> **TEXT**:
--------

Visualisierung des Centrum Historii Zajezdnia in Breslau, Foto: Materialy prasowe, www.zajezdnia.org
Ende August eröffnet in einem ehemaligen Straßenbahndepot an der ul. Grabiszynska 184 in Wroclaw (Breslau) das Centrum Historii Zajezdnia. Es will nicht nur Museum, sondern ein moderner Erlebnisraum sein und wird sich der jüngeren Geschichte der Stadt widmen. Vor 36 Jahren waren in dem Depot die Mitarbeiter der Verkehrsbetriebe in den Streik getreten und gründeten die Breslauer Sektion der unabhängigen Gewerkschaft Solidarnosc (Solidarität).
Ursprünglich für Straßenbahnen errichtet, diente die Ende des 19. Jahrhunderts im Stadtteil Gräbschen (heute Grabiszyn) erbaute Anlage nach den Zerstörungen des Zweiten Weltkrieges als Omnibusdepot. In den Fokus des politischen Zeitgeschehens rückte sie am 26. August 1980, als die Belegschaft beschloss, sich dem kurz zuvor ausgerufenen Streik der Arbeiter in der Leninwerft von Gdansk (Danzig) anzuschließen. Neben Danzig war Breslau ein wichtiges Zentrum der Protestbewegung, die schließlich in die friedliche Revolution von 1989 mündete. Ein Schwerpunkt der neuen Ausstellung in dem Depot widmet sich dieser Zeit.

--------

> **DATEN**:
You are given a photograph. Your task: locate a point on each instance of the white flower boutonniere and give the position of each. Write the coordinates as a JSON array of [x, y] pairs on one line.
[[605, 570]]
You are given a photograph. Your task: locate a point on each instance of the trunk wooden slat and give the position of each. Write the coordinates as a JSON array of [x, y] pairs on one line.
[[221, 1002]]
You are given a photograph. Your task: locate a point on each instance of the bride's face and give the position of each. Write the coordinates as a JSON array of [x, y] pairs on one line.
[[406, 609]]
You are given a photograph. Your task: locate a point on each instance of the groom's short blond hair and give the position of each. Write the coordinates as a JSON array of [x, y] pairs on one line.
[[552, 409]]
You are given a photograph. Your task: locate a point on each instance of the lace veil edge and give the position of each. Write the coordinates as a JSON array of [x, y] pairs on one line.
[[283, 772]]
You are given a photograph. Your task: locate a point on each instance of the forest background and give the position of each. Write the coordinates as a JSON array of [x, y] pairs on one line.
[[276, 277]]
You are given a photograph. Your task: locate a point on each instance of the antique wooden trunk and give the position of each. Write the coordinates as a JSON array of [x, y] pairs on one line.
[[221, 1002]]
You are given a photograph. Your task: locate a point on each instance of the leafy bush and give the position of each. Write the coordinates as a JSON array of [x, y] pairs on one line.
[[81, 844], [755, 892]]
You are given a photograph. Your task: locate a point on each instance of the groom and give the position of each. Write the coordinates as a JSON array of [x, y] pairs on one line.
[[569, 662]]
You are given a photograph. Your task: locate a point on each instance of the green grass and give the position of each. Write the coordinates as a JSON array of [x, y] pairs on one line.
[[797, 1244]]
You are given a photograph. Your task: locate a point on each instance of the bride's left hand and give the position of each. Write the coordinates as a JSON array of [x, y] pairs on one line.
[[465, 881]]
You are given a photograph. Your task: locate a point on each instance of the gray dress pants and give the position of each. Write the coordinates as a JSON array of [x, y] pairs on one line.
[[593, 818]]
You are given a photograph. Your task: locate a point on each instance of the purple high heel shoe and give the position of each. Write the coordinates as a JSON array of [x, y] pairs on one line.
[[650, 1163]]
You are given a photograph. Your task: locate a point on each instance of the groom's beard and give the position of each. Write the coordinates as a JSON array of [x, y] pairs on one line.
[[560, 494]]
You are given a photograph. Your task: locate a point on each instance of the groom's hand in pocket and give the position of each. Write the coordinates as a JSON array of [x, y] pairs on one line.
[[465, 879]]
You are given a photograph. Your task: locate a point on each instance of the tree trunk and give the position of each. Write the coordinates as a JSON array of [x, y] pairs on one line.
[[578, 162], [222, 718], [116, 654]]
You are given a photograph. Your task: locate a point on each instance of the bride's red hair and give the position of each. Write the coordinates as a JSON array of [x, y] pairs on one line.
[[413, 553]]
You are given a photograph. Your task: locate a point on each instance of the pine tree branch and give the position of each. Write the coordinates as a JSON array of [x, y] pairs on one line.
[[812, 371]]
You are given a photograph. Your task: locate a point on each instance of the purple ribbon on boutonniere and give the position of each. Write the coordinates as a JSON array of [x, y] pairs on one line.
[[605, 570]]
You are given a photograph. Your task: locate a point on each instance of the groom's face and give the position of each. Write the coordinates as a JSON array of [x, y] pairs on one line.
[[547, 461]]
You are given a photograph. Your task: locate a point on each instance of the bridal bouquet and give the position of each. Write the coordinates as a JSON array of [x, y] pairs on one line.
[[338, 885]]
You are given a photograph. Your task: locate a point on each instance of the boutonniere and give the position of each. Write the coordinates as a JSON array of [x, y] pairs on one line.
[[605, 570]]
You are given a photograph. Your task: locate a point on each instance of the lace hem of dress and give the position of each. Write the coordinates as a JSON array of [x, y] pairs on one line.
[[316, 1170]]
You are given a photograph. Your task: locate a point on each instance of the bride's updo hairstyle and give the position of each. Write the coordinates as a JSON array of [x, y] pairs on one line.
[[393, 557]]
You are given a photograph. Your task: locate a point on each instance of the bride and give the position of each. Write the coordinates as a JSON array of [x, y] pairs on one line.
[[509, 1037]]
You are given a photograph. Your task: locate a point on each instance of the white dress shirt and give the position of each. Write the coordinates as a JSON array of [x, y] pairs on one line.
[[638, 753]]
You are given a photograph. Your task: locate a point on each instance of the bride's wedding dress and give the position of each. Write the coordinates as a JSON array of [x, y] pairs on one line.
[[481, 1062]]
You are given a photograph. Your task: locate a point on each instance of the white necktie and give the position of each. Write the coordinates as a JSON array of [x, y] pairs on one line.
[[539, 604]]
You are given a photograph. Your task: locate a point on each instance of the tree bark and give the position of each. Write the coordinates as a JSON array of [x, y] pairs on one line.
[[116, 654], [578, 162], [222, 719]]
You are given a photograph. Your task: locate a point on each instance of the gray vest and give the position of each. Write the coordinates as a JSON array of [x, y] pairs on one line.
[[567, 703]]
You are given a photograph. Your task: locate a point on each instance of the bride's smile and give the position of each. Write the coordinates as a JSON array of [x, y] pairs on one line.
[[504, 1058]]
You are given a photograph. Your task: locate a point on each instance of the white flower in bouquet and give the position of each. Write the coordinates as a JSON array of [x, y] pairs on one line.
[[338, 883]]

--------

> **ZU ERLEDIGEN**:
- 1) An welchem Tag entschied die Belegschaft des Depots laut Text, sich dem Streik in der Danziger Leninwerft anzuschließen?
- 2) Nenne alle Ortsnamen, die der Text sowohl in polnischer als auch in deutscher Form angibt.

> **ERGEBNISSE NACHEINANDER**:
- 1) Am 26. August 1980.

- 2)
- Wroclaw (Breslau)
- Grabiszyn (Gräbschen)
- Gdansk (Danzig)